EXERCISE PROMPT |
In the article on testing speaking below, reproduce word for word the passage from "Testing speaking is" to "with this test.".

PAGE |
* * *

Sunday, December 20, 2015

Testing Oral Test: Testing Extensive Speaking for SMA

Share it Please

Language Assessment (Mata Kuliah Evaluasi Pembelajaran Bahasa Inggris)
 
This paper will discuss the testing of one of the English skills which is speaking. However, before respectively explored, the introduction to testing oral ability and background description of the test is going to be explained first. It consists of the purposes of tests; the type of tests and some procedures that can be applied in making good tests. The next explanation will examine the consideration of validity, reliability, practicality, and washback of the test. These further explanations will be delivered in the following sections.

Testing speaking is the most important aspect of language testing. However, it is become a difficult skill to test for the students (Heaton, 1995); since, there are some elements involved in this skill: fluency; accuracy (grammar); pronunciation; vocabulary; appropriateness; and comprehension. Besides, the students have to cope with their confidence and nervousness in dealing with this test.
There are some ways teacher can apply in testing speaking. Hughes (2003) divided them into three formats. First is interview which consists of questions and request for information, pictures, role play, and interpreting. Second is interaction with fellow candidates which comprises discussion and role play, while the last is responses to audio- or video recordings that includes describing situation, remarking in isolation to respond to, and retelling a story. In this test, the writer will implement the second format which is an interaction with fellow candidates and the possible technique is discussion. In this technique, teacher can give the students a topic to be discussed; and then let them discuss it and make a decision.
The interaction with their friends can be also used to elicit speaking data from the students. The advantages of this format are: students can be more confident and have better performance than when dealing with the interviewer directly, face to face. However, an insensitive and assertive student may affect the other student by dominating the performance. Thus, teacher should be carefully matched the students. However the scoring will be on teacher itself. There have been rules explaining in the test in which one of them is to constrain student to speak for at least one minute.

* * *

GIVEN RECORDS |
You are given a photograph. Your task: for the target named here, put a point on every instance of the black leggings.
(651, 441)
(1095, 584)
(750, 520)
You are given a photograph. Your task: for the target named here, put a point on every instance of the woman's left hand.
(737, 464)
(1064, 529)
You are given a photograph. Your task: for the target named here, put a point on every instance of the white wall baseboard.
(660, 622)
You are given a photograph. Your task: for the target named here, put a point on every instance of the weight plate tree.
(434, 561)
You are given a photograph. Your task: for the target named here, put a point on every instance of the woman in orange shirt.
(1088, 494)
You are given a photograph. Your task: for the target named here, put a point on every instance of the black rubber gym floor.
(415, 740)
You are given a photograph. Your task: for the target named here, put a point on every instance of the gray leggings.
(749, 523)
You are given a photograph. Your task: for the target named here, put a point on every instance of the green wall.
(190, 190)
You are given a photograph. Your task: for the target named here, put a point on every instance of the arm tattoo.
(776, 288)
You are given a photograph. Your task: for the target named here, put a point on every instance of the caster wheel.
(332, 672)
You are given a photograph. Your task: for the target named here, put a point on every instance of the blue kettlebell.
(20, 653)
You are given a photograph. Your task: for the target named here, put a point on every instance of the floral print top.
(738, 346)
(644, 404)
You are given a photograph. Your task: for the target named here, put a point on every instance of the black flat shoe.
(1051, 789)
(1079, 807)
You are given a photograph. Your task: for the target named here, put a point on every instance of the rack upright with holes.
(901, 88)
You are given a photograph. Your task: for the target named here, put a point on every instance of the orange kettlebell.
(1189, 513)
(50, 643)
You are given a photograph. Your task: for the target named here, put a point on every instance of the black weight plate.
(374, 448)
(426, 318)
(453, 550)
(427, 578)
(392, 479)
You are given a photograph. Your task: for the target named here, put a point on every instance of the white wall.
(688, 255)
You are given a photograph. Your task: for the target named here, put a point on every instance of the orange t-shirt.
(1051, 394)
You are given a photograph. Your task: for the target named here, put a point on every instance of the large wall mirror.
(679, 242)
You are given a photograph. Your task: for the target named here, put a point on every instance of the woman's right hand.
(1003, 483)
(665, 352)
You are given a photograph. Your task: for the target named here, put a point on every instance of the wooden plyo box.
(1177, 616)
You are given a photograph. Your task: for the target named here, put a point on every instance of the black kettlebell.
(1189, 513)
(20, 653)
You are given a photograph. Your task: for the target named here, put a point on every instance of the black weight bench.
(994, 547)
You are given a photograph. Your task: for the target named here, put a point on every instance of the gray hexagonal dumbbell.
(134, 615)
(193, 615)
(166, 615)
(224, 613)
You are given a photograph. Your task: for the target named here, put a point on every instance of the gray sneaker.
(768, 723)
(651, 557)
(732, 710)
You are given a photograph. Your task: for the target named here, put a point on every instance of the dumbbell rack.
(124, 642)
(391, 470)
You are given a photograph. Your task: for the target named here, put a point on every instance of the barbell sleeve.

* * *

RESULT FOR THIS EXERCISE |
Testing speaking is the most important aspect of language testing. However, it is become a difficult skill to test for the students (Heaton, 1995); since, there are some elements involved in this skill: fluency; accuracy (grammar); pronunciation; vocabulary; appropriateness; and comprehension. Besides, the students have to cope with their confidence and nervousness in dealing with this test.